WHAT THE EXERCISE ASKS: Return each line in the records below that contains the word "photograph".

DATA EXCERPTS:
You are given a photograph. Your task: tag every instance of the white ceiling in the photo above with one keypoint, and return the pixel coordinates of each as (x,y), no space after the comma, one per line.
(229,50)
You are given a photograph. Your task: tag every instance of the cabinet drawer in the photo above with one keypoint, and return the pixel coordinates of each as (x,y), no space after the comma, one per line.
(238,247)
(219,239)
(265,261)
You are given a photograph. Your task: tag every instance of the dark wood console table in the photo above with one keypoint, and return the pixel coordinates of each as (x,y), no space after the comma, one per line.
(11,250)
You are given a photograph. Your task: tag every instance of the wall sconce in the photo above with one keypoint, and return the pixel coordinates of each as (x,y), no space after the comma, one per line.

* * *

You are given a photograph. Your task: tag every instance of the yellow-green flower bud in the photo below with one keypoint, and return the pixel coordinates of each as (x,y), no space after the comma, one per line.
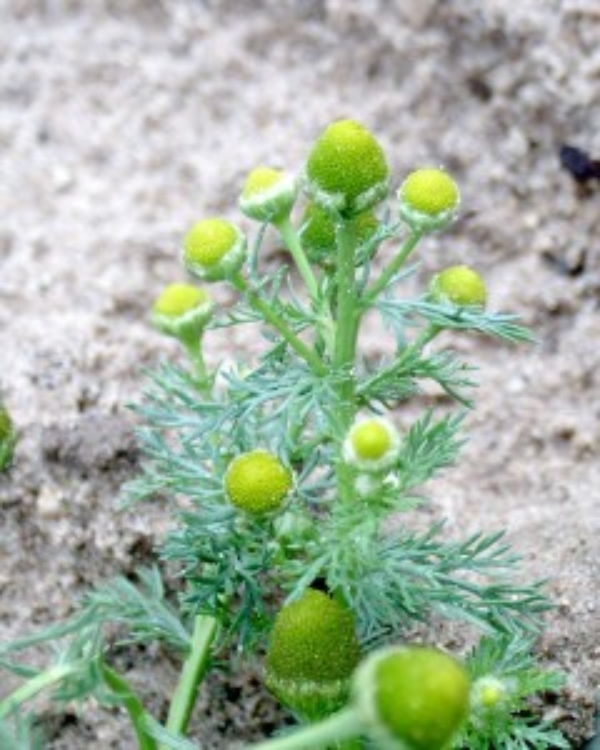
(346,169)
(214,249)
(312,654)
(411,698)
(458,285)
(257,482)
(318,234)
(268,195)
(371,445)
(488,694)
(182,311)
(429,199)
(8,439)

COMPLETED EXERCISE:
You are given a photograph. Your task: tag every instance of the white ceiling in the photo above with one keypoint, and return the pixel coordinates of each as (x,y), no space after the comma, one per line.
You are given a photograph. Your task: tag every instance of the cabinet drawer in the photo above with one keypoint, and return the pixel coordinates of each as (x,y), no space after the comma, one per line.
You are given a photograph. Your task: tag every instance of the dark wood console table in the photo above with one keypoint, and return the pixel coordinates of each as (x,y), no space after the comma, one per line.
You are given a photograph. Your task: tag every instance of the wall sconce in the photo above with one keypoint, and return the pixel coordinates of each as (x,y), no space after the comma, one per line.
You are given a photograph. Your task: tag every instance of the yellow-green flower bud in the photo below with one keypoint, and return the pixel coordinates of each as (x,y), no space after the comma, one per line.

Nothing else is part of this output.